START Source text

Regular Manufacturing is over 2000 times bigger than the 3D Printing market and regular 2D desktop printing sales are down

Many futurists and forecasters project that 3D printing will become dominant in manufacturing. Yet additive manufacturing is more than 2000 times smaller than the overall manufacturing industry. Overall 2D desktop printing sales have been falling since 2010. Here is an analysis of relative market sizes and the likely impact of 3D printing out to 2025.

China generated $2.9 trillion in manufacturing output in 2012 (UN statistics) and the US generated $2.43 trillion as the world’s second-largest manufacturing economy. World manufacturing was about $9 trillion in 2012. In 2011, China’s manufacturing output surged by 23 percent while manufacturing output in the U.S. only increased by 2.8 percent,” the American Enterprise Institute explains.

The combined sales revenue (including global sales) of the top 500 US-based manufacturing firms in 2012 was $6.01 trillion, which was a 17.2% increase over 2011 sales of $5.13 trillion. Basically measured by sales revenue manufacturing has a larger economic value.

The Additive manufacturing (3D Printing) industry is expected to continue strong double-digit growth over the next several years. By 2015, Wohlers Associates believes that the sale of AM products and services will reach $3.7 billion worldwide, and by 2019, surpass the $6.5 billion mark.

END Source text
START Supplied information

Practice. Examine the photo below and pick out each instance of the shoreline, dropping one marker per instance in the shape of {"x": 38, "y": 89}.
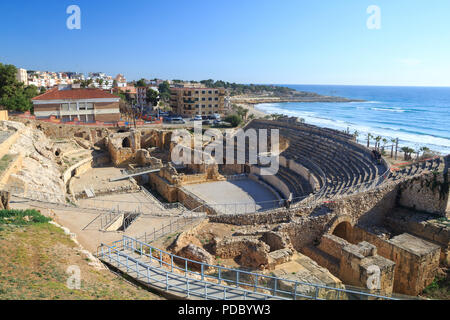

END Supplied information

Copy the 3D printing market text from "The Additive manufacturing" up to and including "the $6.5 billion mark.", and replace "worldwide" with "globally".

The Additive manufacturing (3D Printing) industry is expected to continue strong double-digit growth over the next several years. By 2015, Wohlers Associates believes that the sale of AM products and services will reach $3.7 billion globally, and by 2019, surpass the $6.5 billion mark.